- [Written problem]: Extend the text on the KEF 104aB speaker measurements, picking up after its final sentence.

- [Selected text]:
Another potential impedance problem is associated with the substantial phase angle at around 3 kHz. With a phase angle nearly 60 degrees lagging, the KEF 104aB can place a reactive drive-angle demand on amplifiers which are driven near their peak power capability on strong upper register material, such as female vocal or brass. Only the better quality amplifiers should be used with this speaker to get the response it is capable of delivering at high sound levels.

The axial one-meter anechoic amplitude response is shown in Fig. 3 for a drive level corresponding to one average watt into 8 ohms resistance. The reference equalizer position is used for this measurement. Low frequency response extends down to about 60 Hz and then falls off at a slope of around 15 dB per octave below this frequency. The response is generally smooth through most of the range with a mild dip around 3 kHz and an overall fall-off of about 3 dB per decade with increasing frequency. The top end goes right on out to the 20-kHz limit of this test with no sign of cutoff, indicating a good, crisp response.

The measured anechoic phase response is shown in Fig. 4.

Since the signals from the woofer and tweeter do not arrive simultaneously at the one-meter microphone location, the phase measurement is shown for the corrected arrival time of these components. The woofer is essentially in phase with the electrical drive. This means that a positive-going voltage applied to the positive-marked speaker terminal produces a positive sound pressure at the listening location when the air-path time delay is taken into account. The tweeter has an opposing polarity; positive voltage produces a pressure decrease. The actual phase crossover occurs around 7 kHz.

The three-meter room response is shown in Fig. 5. In this measurement the speaker is placed against a back wall and raised 400 mm off a carpeted floor. The microphone is positioned in a conventional listening location, three meters in front of the speaker and one meter above the floor. Figure 5 is the frequency spectrum of the first 13 milliseconds of sound which arrives at the listener's location. The measurement shows two listening positions relative to the speaker, directly in front of the speaker (upper curve) and with the speaker in a left-channel stereo position (lower curve). The responses are separated by 10 dB for clarity of presentation.

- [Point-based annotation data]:

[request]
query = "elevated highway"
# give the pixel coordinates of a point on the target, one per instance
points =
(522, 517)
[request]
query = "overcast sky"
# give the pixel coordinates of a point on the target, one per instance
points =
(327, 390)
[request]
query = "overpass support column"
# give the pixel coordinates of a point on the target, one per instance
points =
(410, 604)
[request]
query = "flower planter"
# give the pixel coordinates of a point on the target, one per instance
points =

...

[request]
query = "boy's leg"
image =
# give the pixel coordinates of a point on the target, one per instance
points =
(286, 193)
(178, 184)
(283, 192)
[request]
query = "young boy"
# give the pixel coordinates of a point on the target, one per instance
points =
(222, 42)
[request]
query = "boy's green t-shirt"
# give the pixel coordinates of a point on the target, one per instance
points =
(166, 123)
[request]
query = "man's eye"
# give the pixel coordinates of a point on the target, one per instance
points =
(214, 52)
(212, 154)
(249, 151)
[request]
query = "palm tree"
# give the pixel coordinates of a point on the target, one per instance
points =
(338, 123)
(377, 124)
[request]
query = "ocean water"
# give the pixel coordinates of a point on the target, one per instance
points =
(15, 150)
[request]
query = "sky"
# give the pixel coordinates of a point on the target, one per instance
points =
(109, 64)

==

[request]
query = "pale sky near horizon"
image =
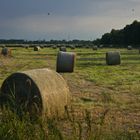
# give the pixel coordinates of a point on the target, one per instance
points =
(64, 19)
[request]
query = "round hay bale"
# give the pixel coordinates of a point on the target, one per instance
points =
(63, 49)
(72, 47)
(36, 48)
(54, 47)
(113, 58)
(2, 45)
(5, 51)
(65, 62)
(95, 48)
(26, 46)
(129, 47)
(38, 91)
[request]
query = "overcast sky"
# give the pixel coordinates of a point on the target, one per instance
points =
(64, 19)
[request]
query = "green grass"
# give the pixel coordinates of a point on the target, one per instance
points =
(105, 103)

- [Task answer]:
With the exception of a response dip near 300 Hz, the KEF 104aB measures almost as well in this room response as it does under anechoic conditions.

In the earlier listening test I definitely preferred the equalizer on the KEF 104aB set to its "plus" position, rather than the "reference" position. I also preferred the KEF being rotated toward the listening position (as KEF recommends), for clarity of response and balance. In addition, I conducted my listening evaluation with experimental setups placing the KEFs in front of heavy drapes which could be opened to reveal an acoustically hard back wall or closed to give a moderate acoustic damping. I preferred the balance when the KEF's were placed 400 mm (15.75 in.) off the floor and against the acoustically absorbing back wall. Figure 6 is the response for the left-stereo channel speaker as measured directly where I sat during most of the listening tests. This even includes the effect of the chair in which I sat, but does not include myself as an acoustically intruding body. All three equalizer responses are shown in Fig. 6, and the comparison with Fig. 5 is interesting. The 300-Hz dip is gone when drapes are used as absorbing material, and the positive equalizer position definitely gives the best overall response. In most other respects, there is general agreement in these two three-meter room tests.

I concluded from these measurements and the listening test that the KEF 104aB has an excellent response for early sound if placed against an acoustically dead wall and rotated toward the listening area.


Fig. 7--Horizontal polar energy response.


Fig. 8--Vertical polar energy response.


Fig. 9--Harmonic distortion for the tones E1 (41.2 Hz), A2(110 Hz), and A4(440 Hz).

The overall horizontal and vertical directivity patterns of the KEF are indicated in the polar energy responses of Figs. 7 and 8 respectively. All frequencies from 20 Hz to 20 kHz are uniformly weighted, and the net sound energy for this whole range is plotted as a function of listening position relative to the frontal axis of the speaker. Little can be said of the polar energy responses of this system other than that they are darn AXI good. There is enough energy radiated to the sides and up ward that this speaker should not be placed adjacent to objects which could scatter sound back into the listening area, such as lamps or overhanging shelves.

Harmonic distortion for the tones E1 (41.2 Hz), A2 (110 Hz), and A4 (440 Hz) is shown in Fig. 9. Low-frequency power handling, as with 41.2 Hz, is definitely a tough job for the KEF 104, as it cannot handle truly high-energy, low-frequency signals. However, 440 Hz is handled like a champ, with residual distortion well below that of many of the best speakers I have tested. In addition, 110 Hz is also quite good, with the KEF running out of steam at about 30 watts average with distortion products still below one percent. This system could use a subwoofer, cutting in below 100 Hz, to provide a balance of quality on the low end which is commensurate with its excellent mid- and top-end performance.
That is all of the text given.